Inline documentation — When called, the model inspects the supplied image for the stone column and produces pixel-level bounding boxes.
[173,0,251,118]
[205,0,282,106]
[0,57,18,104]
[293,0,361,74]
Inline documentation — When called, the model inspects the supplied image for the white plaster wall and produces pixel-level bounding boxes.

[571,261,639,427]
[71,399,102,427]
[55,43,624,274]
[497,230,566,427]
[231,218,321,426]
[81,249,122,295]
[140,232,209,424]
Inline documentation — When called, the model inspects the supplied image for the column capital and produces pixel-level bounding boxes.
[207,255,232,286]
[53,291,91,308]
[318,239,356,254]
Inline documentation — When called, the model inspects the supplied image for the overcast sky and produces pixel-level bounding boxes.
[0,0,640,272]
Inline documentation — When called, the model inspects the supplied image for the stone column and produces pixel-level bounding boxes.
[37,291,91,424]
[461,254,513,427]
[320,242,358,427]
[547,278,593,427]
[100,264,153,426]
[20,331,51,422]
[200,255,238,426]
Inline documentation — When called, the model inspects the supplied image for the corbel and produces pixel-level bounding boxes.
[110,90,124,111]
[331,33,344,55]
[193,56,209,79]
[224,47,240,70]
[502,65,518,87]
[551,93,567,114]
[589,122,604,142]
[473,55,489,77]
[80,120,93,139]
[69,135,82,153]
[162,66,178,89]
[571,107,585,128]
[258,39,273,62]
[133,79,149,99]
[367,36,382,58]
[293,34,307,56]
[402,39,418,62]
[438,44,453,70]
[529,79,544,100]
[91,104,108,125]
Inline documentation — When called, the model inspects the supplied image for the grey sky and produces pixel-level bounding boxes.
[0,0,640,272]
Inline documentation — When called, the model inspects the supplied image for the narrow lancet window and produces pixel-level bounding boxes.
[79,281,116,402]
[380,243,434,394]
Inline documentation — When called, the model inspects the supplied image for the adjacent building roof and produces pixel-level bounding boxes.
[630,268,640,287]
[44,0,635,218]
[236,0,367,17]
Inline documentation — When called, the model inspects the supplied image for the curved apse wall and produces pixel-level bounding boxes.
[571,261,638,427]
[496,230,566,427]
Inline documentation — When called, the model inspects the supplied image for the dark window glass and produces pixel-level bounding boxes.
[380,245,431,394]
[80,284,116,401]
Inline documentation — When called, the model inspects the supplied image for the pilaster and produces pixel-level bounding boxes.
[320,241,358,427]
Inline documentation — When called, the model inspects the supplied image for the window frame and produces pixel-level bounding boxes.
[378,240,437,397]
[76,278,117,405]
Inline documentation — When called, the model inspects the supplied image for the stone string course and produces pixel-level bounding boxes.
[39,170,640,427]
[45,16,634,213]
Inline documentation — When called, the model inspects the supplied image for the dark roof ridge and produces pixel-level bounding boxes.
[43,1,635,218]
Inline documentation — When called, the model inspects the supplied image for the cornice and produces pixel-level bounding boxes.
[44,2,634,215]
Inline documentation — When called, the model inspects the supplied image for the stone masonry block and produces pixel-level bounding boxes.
+ + + + + + +
• **YOUR INSTRUCTIONS**: Give every row above as a numbered list, skipping any blank lines.

• **REPLY TO THE EXERCISE**:
1. Inline documentation — When called, the model inspects the supplied image for the stone column and produces pixel-level bounding boxes.
2. [173,0,251,118]
3. [205,0,282,106]
4. [0,57,18,104]
5. [293,0,361,74]
6. Inline documentation — When called, the model inspects the supplied image for the white plaster wall and produces pixel-level bounding boxes.
7. [571,261,639,427]
8. [71,399,102,427]
9. [55,43,624,274]
10. [497,230,566,427]
11. [231,218,321,426]
12. [81,249,122,295]
13. [140,232,209,424]
14. Inline documentation — When called, the model inspects the supplied image for the column capital and produces pixel-level bounding boxes.
15. [207,255,232,286]
16. [53,291,91,308]
17. [318,239,356,254]
18. Inline documentation — When called, the model inspects the supplied image for the overcast sky and produces pixel-level bounding boxes.
19. [0,0,640,272]
20. Inline documentation — When called, the model inspects the supplied image for the stone column and produces pixel-level bounding boxes.
21. [37,291,91,424]
22. [461,254,513,427]
23. [320,242,358,427]
24. [547,278,593,427]
25. [100,264,153,426]
26. [20,331,51,422]
27. [200,255,238,426]
28. Inline documentation — When called, the model inspects the supplied image for the corbel and produces pixel-level bounding boxes.
29. [110,90,124,111]
30. [331,33,344,55]
31. [193,56,209,79]
32. [224,47,240,70]
33. [502,65,518,87]
34. [551,93,567,114]
35. [589,122,604,142]
36. [473,55,489,77]
37. [80,120,93,139]
38. [69,135,82,153]
39. [162,66,178,89]
40. [571,107,585,128]
41. [258,39,273,62]
42. [133,79,149,99]
43. [367,36,382,58]
44. [293,34,307,56]
45. [402,39,418,62]
46. [438,44,453,70]
47. [529,79,544,100]
48. [91,104,108,125]
49. Inline documentation — When called, the model inspects the supplied image for the grey sky and produces pixel-level bounding boxes.
50. [0,0,640,272]
51. Inline documentation — When called, the model inspects the supplied image for the narrow lancet window and produces pixel-level bounding boxes.
52. [79,281,116,402]
53. [380,243,434,394]
54. Inline documentation — When called, the model inspects the supplied image for the adjacent building roof and produces pixel-level bounding boxes.
55. [630,268,640,287]
56. [44,0,635,218]
57. [236,0,367,17]
58. Inline documentation — When called, the model inspects the supplied image for the curved apse wall and produces pixel-level bounding boxes.
59. [571,261,638,427]
60. [496,230,566,427]
61. Inline documentation — When called, the model inspects the supplied image for the dark window glass and produces pixel-level bounding boxes.
62. [380,245,431,394]
63. [80,284,116,401]
64. Inline documentation — When called, the model inspects the supplied image for the pilaster and produces pixel-level bounding boxes.
65. [320,241,358,427]
66. Inline documentation — When called, the model inspects the supplied image for the window frame and produces pixel-level bounding boxes.
67. [378,240,437,397]
68. [76,278,117,405]
69. Inline documentation — When called, the model inspects the supplied image for the stone string course and produces pixel-level bounding boxes.
70. [39,170,640,427]
71. [45,16,634,213]
72. Inline documentation — When called, the model inspects the supplied image for the dark roof ridge and produces pixel-level bounding boxes.
73. [43,1,635,218]
74. Inline documentation — When called, the model inspects the supplied image for the cornice and produces pixel-level bounding boxes.
75. [44,2,634,215]
76. Inline documentation — When called, the model inspects the supplied image for the stone masonry block and produces pixel-level bounding boxes.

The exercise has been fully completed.